§ **Assignment**: Only an exact copy of the listing below will do.

§ **Entries provided**:
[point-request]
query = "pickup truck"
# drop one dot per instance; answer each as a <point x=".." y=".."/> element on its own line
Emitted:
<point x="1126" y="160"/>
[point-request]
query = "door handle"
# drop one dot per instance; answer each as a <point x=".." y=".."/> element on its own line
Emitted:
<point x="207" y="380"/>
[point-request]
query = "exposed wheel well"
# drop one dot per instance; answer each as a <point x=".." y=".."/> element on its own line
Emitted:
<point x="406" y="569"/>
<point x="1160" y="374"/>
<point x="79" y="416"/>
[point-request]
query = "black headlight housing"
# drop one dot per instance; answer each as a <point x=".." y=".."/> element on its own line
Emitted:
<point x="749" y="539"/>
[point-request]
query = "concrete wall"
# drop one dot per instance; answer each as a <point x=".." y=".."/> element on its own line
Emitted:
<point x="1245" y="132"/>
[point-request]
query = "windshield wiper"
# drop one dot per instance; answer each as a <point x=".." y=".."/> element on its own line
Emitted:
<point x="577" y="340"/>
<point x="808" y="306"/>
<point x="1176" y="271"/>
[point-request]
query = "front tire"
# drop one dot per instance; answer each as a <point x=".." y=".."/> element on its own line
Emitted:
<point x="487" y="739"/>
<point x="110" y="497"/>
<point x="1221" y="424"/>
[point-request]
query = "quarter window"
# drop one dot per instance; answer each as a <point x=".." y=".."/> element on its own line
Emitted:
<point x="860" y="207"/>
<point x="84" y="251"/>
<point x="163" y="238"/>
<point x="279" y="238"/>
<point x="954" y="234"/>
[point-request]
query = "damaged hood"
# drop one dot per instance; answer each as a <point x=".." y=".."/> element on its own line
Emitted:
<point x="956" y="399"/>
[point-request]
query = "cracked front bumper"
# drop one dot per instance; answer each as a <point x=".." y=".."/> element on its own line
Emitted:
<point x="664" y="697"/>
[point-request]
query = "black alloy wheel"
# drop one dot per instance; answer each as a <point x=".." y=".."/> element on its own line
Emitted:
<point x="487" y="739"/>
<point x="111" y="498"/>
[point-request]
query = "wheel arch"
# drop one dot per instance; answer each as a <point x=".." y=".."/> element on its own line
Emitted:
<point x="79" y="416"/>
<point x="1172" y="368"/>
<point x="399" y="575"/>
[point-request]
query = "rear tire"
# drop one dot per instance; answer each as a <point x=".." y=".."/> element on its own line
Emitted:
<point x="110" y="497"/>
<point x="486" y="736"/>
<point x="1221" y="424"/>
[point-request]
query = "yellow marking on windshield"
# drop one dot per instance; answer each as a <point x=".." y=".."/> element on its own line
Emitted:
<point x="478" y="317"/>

§ **Written response**:
[point-request]
query = "pickup truck"
# drop one dot per instance; answer each as a <point x=".." y=".."/> element on its own line
Emitted:
<point x="1126" y="160"/>
[point-request]
query = "door handle"
# drop one dot per instance; answer each as a <point x=".." y=".."/> element on its own line
Emitted:
<point x="207" y="380"/>
[point-request]
query = "exposed wheel well"
# drop one dot per instance; answer each as a <point x=".." y=".."/> element on its own line
Emitted:
<point x="406" y="569"/>
<point x="1160" y="374"/>
<point x="79" y="416"/>
[point-request]
query = "black headlight housing"
# drop one dot per instance; answer each as a <point x=".." y=".."/> element on its own line
Emitted:
<point x="749" y="539"/>
[point-request]
query = "concrete wall"
# drop one dot per instance; answer each as a <point x=".." y=".."/> element on its own line
Emitted:
<point x="1245" y="132"/>
[point-request]
query = "windshield wiper"
# drop one dot per instance; answer each as a <point x=".." y=".."/> element on its own line
Emitted:
<point x="577" y="340"/>
<point x="808" y="306"/>
<point x="1176" y="271"/>
[point-request]
query = "front tire"
# drop one dot per instance; answer each as a <point x=".." y=".."/> element on its own line
Emitted:
<point x="487" y="739"/>
<point x="110" y="497"/>
<point x="1221" y="424"/>
[point-request]
query = "quarter window"
# drop one dot per instance; answer each as a <point x=".." y=".."/> element on its own line
Emitted:
<point x="860" y="207"/>
<point x="84" y="251"/>
<point x="163" y="238"/>
<point x="279" y="238"/>
<point x="954" y="234"/>
[point-request]
query = "damaged hood"
# drop one dot per instance; answer each as a <point x=".." y=".."/> element on its own line
Emitted:
<point x="956" y="399"/>
[point-request]
query = "cracked front bumper"
# drop one dot per instance; answer each as a <point x=".." y=".."/> element on its own line
Emitted:
<point x="664" y="697"/>
[point-request]
query = "black alloy wheel"
# drop one dot per instance; answer each as a <point x=".." y=".."/> element on its own line
Emitted:
<point x="487" y="739"/>
<point x="111" y="498"/>
[point-request]
query = "wheel arch"
# drop one dot per instance; answer each as a <point x=".." y=".."/> element on its own line
Emitted:
<point x="79" y="416"/>
<point x="1172" y="368"/>
<point x="399" y="575"/>
[point-request]
query = "rear tire"
# drop one dot per instance; answer each as a <point x=".." y=".."/> element on its own line
Emitted:
<point x="110" y="497"/>
<point x="486" y="736"/>
<point x="1221" y="424"/>
[point-request]
query = "yellow marking on windshield"
# drop one dot per instance; answer each as a <point x=".." y=".."/> element on its own line
Emitted:
<point x="478" y="317"/>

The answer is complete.